* Provided text:
Disable query for stage data (#326)

trueleo · web-flow · commit 347f7ed59595 · 2023-03-07T12:38:46.000+05:30
This PR disables the query flow to query staged data,
since current flow allocates too much memory to load
everything in RAM. 

This is temporary, and we'll enable this again as we 
fix the memory issue.

With this change, when a query is run, users will see
only the data that is persisted in backend store (and not
the staging area data)
diff --git a/server/src/query.rs b/server/src/query.rs
@@ -26,20 +26,16 @@ use datafusion::datasource::TableProvider;
 use datafusion::prelude::*;
 use itertools::Itertools;
 use serde_json::Value;
-use std::collections::hash_map::RandomState;
-use std::collections::HashSet;
-use std::path::{Path, PathBuf};
+use std::path::Path;
 use std::sync::Arc;
 
 use crate::option::CONFIG;
 use crate::storage::ObjectStorageError;
-use crate::storage::StorageDir;
 use crate::storage::{ObjectStorage, OBJECT_STORE_DATA_GRANULARITY};
 use crate::utils::TimePeriod;
 use crate::validator;
 
 use self::error::{ExecuteError, ParseError};
-use table_provider::QueryTableProvider;
 
 type Key = &'static str;
 fn get_value(value: &Value, key: Key) -> Result<&str, Key> {
@@ -89,41 +85,18 @@ impl Query {
         &self,
         storage: Arc<dyn ObjectStorage + Send>,
     ) -> Result<(Vec<RecordBatch>, Vec<String>), ExecuteError> {
-        let dir = StorageDir::new(&self.stream_name);
-        // take a look at local dir and figure out what local cache we could use for this query
-        let staging_arrows = dir
-            .arrow_files_grouped_by_time()
-            .into_iter()
-            .filter(|(path, _)| path_intersects_query(path, self.start, self.end))
-            .sorted_by(|(a, _), (b, _)| Ord::cmp(a, b))

* Extracted material:
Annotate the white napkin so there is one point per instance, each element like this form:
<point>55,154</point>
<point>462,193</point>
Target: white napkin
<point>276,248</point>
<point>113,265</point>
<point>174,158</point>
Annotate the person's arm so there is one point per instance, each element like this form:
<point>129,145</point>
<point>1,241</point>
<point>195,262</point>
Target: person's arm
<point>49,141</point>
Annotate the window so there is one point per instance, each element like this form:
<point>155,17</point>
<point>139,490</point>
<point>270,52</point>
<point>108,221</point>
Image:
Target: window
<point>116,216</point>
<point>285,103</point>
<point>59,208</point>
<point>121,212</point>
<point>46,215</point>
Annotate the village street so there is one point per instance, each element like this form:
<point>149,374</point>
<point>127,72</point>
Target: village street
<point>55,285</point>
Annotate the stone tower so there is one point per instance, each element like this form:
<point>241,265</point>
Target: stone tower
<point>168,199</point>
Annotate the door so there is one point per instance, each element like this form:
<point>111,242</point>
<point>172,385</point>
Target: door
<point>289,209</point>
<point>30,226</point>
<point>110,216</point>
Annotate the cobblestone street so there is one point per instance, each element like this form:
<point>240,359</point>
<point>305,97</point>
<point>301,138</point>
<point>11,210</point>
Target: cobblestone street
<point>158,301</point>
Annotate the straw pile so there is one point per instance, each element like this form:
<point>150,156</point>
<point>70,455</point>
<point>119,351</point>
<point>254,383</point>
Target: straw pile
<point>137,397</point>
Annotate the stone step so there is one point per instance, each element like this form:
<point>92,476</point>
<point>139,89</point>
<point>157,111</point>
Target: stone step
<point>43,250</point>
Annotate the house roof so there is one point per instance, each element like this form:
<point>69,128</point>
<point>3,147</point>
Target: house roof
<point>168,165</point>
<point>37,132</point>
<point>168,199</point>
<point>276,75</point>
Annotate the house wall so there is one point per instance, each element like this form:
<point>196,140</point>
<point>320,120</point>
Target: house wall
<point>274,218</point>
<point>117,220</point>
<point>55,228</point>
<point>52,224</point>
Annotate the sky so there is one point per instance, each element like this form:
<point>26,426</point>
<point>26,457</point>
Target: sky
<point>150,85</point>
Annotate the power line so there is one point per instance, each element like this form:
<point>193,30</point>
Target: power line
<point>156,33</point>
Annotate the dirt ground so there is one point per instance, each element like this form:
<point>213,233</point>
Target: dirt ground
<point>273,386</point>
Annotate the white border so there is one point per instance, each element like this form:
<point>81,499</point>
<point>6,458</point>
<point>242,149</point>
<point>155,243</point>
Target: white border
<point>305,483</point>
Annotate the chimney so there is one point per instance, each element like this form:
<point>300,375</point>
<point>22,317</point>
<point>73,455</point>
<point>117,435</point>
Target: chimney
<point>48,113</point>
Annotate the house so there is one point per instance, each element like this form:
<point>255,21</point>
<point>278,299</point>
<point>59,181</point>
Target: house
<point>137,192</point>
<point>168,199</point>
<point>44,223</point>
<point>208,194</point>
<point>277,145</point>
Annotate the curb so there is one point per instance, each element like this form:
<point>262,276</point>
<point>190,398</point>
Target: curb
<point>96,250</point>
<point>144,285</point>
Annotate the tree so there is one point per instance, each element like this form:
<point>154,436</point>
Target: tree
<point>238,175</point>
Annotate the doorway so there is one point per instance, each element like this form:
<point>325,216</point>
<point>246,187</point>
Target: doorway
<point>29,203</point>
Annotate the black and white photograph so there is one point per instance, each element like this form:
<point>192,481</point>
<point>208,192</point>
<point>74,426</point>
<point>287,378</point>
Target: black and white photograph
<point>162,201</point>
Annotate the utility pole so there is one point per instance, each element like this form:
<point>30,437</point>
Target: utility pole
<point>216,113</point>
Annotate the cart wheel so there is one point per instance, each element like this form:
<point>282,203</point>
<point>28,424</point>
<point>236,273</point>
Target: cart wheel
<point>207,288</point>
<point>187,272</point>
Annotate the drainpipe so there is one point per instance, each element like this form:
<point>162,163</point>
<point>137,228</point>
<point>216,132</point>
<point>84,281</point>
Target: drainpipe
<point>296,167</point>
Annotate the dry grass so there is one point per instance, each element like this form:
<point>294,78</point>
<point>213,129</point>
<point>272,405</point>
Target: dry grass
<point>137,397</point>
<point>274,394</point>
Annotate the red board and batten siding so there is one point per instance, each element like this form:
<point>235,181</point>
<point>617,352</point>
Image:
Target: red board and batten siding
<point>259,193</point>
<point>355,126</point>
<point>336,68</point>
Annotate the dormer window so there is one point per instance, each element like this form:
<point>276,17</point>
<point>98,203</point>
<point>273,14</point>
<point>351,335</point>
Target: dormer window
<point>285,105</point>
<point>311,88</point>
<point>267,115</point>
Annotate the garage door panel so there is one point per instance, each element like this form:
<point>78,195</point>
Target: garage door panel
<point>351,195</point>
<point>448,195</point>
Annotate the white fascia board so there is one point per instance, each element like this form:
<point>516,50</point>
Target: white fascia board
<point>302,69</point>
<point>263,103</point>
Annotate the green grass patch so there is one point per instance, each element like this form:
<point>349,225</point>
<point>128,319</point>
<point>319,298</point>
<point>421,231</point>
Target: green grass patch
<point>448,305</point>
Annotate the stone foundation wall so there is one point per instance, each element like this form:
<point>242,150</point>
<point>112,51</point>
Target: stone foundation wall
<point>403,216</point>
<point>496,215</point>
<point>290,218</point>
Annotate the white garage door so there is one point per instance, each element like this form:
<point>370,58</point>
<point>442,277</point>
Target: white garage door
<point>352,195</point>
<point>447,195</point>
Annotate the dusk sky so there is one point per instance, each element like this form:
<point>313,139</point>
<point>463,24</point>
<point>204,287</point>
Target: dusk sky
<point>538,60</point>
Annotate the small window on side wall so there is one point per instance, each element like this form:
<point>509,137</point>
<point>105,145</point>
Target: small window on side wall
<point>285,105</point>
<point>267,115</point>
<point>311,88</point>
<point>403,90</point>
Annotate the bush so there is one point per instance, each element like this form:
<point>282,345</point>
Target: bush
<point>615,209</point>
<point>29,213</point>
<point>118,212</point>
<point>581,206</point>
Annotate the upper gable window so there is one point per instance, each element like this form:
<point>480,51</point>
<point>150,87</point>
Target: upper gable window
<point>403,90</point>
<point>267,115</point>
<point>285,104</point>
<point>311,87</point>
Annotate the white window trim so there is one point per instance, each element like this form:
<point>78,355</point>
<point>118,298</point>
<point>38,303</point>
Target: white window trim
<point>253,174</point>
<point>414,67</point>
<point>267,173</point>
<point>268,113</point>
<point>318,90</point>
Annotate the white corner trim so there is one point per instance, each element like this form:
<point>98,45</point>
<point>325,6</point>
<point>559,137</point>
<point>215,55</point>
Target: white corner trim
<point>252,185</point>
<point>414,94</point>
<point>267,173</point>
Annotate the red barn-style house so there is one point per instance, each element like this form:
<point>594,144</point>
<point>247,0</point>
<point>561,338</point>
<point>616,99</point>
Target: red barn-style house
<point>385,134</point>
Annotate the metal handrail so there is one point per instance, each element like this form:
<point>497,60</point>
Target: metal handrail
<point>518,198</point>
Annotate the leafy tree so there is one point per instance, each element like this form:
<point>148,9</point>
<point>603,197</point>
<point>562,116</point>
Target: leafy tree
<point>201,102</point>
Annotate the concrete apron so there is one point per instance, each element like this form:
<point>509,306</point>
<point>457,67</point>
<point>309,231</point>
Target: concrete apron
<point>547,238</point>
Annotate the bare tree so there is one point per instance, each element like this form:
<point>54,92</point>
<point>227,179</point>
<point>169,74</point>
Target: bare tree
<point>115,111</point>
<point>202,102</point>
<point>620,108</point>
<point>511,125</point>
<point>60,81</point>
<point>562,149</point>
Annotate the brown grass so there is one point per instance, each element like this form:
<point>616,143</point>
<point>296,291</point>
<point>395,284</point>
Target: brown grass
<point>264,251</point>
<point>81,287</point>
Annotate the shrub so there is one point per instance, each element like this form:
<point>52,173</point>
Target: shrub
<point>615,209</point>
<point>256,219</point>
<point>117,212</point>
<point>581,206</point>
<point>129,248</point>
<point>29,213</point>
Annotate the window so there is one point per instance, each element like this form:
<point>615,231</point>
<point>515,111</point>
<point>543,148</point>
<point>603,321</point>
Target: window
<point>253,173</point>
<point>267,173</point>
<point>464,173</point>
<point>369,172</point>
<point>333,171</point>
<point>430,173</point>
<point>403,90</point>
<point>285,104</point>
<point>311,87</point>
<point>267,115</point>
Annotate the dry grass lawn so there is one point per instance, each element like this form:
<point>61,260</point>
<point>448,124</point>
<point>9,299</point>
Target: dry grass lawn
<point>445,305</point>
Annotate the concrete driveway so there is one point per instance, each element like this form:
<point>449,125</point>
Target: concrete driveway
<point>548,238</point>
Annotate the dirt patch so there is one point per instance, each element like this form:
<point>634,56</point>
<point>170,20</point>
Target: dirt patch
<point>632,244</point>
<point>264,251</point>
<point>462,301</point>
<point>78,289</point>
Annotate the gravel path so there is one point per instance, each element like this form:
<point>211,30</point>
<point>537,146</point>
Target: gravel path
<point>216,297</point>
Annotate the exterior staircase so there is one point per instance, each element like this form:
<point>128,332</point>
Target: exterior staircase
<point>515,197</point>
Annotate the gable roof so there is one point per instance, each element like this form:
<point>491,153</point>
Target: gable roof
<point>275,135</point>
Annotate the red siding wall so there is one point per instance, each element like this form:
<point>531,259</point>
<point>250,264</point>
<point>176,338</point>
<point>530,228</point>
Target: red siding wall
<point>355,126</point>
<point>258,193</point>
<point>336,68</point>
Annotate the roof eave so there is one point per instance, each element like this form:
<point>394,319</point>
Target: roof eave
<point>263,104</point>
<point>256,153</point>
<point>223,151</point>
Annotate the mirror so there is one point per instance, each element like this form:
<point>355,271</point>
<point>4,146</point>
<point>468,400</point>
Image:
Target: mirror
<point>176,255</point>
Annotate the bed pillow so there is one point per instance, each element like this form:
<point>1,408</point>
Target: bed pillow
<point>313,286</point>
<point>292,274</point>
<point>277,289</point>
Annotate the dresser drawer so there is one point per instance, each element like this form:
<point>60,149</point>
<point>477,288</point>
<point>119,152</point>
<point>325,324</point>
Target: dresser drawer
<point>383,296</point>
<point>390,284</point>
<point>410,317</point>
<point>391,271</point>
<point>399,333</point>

* What to do:
A: According to the commit, why is querying of staged data disabled? Answer in one to three sentences.
B: Write out the stretch of the commit from "Disable query for" through "everything in RAM.".
The material above is separate from the commit.

* Set of answers:
A: Querying of staged data is disabled because the current query flow allocates too much memory by loading everything into RAM. The change is temporary, and the feature will be re-enabled once the memory issue is fixed.

B:
Disable query for stage data (#326)

trueleo · web-flow · commit 347f7ed59595 · 2023-03-07T12:38:46.000+05:30
This PR disables the query flow to query staged data,
since current flow allocates too much memory to load
everything in RAM.